■ Extrait du document:
______________________________

Rappelons que la Grèce est tenu par un mémorandum signé avec la
troïka (Banque centrale européenne, Commission européenne et Fonds
monétaire international). C’est contre la promesse d’un nouveau sérieux
tour de vis budgétaire que ces trois là ont accepté de renflouer les
caisses du pays le plus endetté de l’eurozone. Ce jeudi,
4,2 des 5,2 milliards
prévus via la nouvelle tranche de financement ont été versés. Le
milliard restant étant conditionné au retour dans le droit chemin de la
Grèce. Mais si le nouveau gouvernement – à condition qu’il y en ait un -
refuse les conditions de versements de l’aide, que se passera-t-il ?
Les créanciers internationaux vont-ils suspendre leur aide ? Plusieurs
scénarios sont possibles.
Scénario 1 : La Grèce sort de la zone euro
Si le gouvernement grec refuse les conditions de l’aide
internationale, la troïka risque de bloquer la prochaine tranche de
versement. Privée de cash, la Grèce n’aura plus d’autre choix que de se
mettre à nouveau en défaut. C’est déjà ce qui s’était « partiellement »
passé en mars dernier. A l’époque les créanciers privés avaient accepté
d’effacer 110 milliards des 350 milliards de la dette publique. Mais
cette fois-ci la dette est majoritairement détenue par des institutions
publiques. Résultat : si la Grèce n’honore pas sa dette,
« elle se met hors jeu et sort presque automatiquement de l’euro », prédit Benjamin Carton, économiste au Centre d’études prospectives et d’informations internationales (Cepii).
- Avantages : La Grèce revient à la drachme. Elle
peut alors dévaluer sa monnaie et rendre ses exportations – ou son
tourisme - plus compétitifs. Sauf que dans le même temps, le coût des
importations augmentent. Or, la Grèce importe plus (notamment de
l’énergie) qu’elle n’exporte. Résultat : l’inflation augmente et le
pouvoir d’achat baisse. « A partir de là, elle peut peut-être remonter la pente, imagine néanmoins Benjamin Carton. Mais ça ne sera pas facile. » Rien à voir en tout cas avec l’Argentine qui a dû sa relance « à la montée du prix des matières premières », inexistantes en Grèce. Et du côté de la zone euro ? « S’il n’y avait pas de problème de contagion, laisser la Grèce sortir serait une solution relativement peu coûteuse, souligne Jacques Le Cacheux, de l’Observatoire français des conjonctures économiques (OFCE). C’est
comme lorsqu’on a un petit bout de doigt malade et qu’on l’ampute.

______________________________

■ Enregistrements de données:
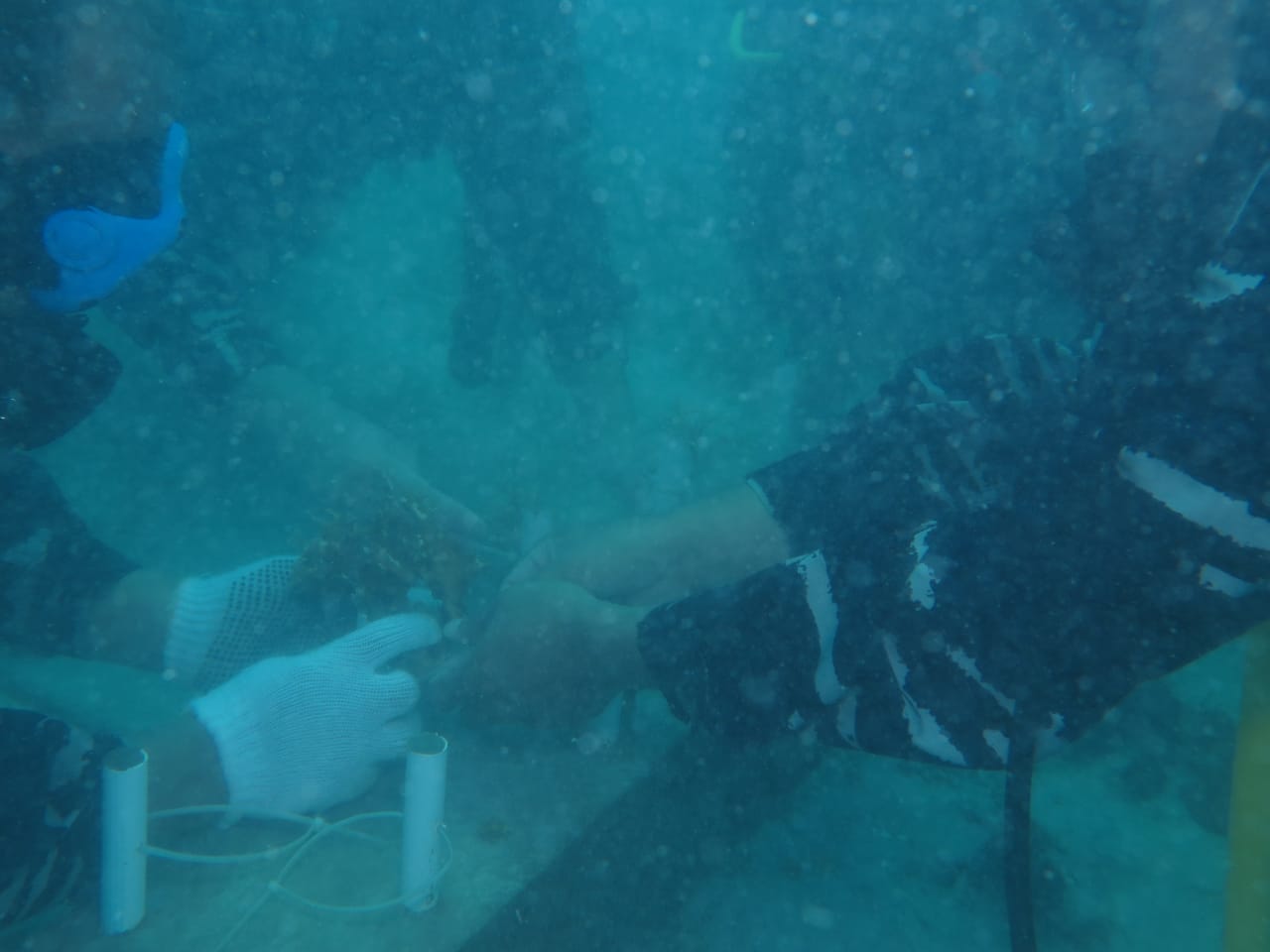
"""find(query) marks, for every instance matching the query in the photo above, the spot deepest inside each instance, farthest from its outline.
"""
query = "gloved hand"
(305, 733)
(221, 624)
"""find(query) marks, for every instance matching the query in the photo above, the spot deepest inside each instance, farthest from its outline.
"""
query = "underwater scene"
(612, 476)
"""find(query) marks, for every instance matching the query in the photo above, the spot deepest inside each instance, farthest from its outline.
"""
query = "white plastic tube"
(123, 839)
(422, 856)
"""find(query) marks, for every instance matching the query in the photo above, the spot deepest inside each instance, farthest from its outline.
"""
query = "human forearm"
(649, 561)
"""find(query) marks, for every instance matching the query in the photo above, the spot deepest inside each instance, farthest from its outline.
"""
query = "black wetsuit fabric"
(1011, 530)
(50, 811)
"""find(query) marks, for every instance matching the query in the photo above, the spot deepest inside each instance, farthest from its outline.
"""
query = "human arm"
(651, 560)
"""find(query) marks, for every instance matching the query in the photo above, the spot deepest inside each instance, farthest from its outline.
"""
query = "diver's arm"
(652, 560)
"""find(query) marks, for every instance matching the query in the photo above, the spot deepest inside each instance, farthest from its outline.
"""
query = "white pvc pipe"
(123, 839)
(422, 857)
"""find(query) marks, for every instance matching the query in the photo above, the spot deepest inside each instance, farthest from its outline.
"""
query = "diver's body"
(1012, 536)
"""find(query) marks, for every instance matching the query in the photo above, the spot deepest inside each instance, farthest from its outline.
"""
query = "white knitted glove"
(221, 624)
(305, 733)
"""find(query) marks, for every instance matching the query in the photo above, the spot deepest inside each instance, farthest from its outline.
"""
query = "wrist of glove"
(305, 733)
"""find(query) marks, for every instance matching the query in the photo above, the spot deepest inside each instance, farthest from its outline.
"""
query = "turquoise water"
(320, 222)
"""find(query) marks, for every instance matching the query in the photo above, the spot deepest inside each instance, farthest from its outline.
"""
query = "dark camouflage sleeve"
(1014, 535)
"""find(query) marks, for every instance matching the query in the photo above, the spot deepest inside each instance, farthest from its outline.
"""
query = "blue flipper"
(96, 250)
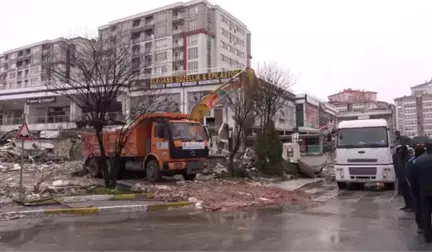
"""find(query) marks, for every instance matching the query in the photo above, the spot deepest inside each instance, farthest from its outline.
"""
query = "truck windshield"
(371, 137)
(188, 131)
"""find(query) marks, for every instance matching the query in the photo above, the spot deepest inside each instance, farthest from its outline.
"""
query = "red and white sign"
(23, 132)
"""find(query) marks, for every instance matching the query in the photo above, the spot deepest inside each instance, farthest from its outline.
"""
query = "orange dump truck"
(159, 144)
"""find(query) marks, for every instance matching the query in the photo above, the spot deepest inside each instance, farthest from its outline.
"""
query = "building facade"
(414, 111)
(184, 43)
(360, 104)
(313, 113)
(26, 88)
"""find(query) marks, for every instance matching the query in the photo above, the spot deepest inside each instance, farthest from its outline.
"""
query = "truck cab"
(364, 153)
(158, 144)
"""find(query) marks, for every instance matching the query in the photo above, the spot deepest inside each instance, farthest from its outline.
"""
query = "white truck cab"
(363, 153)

______________________________

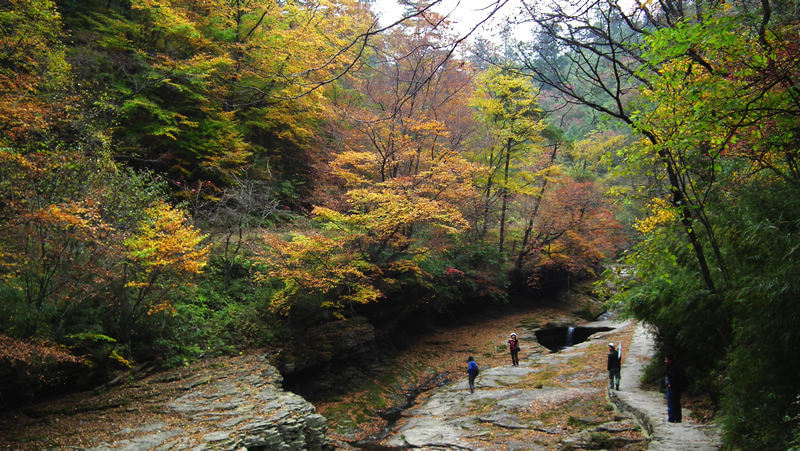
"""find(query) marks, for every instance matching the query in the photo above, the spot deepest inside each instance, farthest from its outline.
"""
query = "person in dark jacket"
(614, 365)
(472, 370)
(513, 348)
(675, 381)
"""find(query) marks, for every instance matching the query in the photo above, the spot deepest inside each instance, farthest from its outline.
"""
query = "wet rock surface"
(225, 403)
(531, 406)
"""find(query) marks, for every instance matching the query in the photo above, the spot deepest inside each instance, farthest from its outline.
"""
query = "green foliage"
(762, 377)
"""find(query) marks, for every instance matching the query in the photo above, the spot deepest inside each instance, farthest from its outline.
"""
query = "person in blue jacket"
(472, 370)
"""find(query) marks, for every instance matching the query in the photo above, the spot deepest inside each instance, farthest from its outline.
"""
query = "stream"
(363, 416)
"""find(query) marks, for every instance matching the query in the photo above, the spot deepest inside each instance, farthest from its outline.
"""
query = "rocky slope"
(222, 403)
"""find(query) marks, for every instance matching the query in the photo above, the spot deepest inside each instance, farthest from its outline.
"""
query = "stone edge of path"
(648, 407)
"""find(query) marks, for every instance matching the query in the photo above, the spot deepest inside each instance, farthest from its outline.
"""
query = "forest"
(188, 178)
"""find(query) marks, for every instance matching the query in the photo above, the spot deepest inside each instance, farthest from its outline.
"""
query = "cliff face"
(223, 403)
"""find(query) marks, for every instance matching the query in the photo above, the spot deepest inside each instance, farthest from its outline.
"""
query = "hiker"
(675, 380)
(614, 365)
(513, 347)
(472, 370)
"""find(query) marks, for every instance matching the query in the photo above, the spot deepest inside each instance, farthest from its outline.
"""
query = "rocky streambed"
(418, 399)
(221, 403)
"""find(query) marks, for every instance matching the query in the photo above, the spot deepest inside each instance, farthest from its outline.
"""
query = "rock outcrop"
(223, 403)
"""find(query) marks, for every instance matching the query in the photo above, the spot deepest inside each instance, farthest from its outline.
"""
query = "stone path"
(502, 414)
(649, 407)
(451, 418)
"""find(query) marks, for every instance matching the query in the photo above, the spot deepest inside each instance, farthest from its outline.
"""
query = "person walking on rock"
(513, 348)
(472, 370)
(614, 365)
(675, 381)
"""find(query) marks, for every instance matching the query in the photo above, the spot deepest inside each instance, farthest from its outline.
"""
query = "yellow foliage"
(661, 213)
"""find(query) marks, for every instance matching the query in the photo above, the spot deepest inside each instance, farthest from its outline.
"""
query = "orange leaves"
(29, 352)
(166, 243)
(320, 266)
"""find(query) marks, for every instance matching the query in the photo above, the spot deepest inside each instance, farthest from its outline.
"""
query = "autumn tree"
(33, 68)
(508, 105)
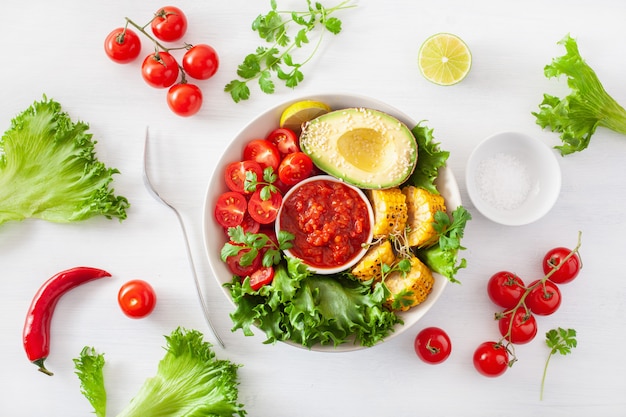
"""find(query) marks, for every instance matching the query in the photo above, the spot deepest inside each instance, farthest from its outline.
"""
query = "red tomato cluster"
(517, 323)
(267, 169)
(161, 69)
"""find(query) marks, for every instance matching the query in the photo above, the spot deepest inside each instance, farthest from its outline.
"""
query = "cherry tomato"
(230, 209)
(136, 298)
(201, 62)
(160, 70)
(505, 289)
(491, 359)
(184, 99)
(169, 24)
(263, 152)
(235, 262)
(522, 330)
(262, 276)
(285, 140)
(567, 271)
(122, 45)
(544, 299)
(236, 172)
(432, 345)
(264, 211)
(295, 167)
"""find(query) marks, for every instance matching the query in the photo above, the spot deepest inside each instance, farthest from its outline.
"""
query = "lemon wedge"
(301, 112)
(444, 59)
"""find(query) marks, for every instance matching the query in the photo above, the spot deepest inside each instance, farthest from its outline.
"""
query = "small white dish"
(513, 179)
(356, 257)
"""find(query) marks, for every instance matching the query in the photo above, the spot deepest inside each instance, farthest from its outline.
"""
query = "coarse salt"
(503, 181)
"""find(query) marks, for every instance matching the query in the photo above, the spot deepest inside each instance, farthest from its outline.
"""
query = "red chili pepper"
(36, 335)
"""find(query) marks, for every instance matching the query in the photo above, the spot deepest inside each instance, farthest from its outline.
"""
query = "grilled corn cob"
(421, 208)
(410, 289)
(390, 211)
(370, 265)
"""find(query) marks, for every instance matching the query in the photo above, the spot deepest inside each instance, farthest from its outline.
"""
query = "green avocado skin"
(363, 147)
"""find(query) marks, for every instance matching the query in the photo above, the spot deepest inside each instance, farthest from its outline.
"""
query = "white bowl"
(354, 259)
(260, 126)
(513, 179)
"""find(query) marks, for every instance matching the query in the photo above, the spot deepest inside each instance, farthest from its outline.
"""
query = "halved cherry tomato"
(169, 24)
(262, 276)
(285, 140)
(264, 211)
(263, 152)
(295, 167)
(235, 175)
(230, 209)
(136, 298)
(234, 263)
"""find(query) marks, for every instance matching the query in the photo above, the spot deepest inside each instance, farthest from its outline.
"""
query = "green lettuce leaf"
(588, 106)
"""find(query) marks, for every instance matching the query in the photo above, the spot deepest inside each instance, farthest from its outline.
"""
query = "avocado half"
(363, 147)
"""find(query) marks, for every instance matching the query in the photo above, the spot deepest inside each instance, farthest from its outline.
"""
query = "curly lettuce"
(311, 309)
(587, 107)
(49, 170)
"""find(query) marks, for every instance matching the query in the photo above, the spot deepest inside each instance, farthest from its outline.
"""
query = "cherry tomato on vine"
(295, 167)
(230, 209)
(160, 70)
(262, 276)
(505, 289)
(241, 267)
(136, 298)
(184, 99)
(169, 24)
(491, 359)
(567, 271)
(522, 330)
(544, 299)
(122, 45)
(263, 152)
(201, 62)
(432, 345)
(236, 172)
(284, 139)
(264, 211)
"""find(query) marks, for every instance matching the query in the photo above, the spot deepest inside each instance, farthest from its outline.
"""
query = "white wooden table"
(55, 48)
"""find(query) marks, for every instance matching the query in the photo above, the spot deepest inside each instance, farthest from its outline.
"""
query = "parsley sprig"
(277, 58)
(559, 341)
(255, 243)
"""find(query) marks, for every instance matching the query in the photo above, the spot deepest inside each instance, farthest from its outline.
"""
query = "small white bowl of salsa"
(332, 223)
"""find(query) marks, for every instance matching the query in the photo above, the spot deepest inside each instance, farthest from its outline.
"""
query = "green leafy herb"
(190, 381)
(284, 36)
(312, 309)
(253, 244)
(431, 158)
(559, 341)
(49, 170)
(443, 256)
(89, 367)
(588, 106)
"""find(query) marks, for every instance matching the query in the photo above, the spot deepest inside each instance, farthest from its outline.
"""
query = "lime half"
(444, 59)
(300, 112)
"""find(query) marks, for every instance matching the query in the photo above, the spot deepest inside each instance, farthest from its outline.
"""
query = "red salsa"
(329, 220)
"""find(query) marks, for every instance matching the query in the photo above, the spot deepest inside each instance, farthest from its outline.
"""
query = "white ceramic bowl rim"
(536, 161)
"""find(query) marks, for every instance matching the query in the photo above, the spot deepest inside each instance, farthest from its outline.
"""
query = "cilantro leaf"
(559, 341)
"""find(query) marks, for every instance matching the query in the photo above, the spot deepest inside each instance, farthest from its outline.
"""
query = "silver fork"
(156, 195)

______________________________

■ Consigne: D'après l'extrait sur la dette grecque, quel montant les créanciers privés avaient-ils accepté d'effacer en mars dernier ?

■ Réponse complète: Ils avaient accepté d'effacer 110 milliards des 350 milliards de la dette publique.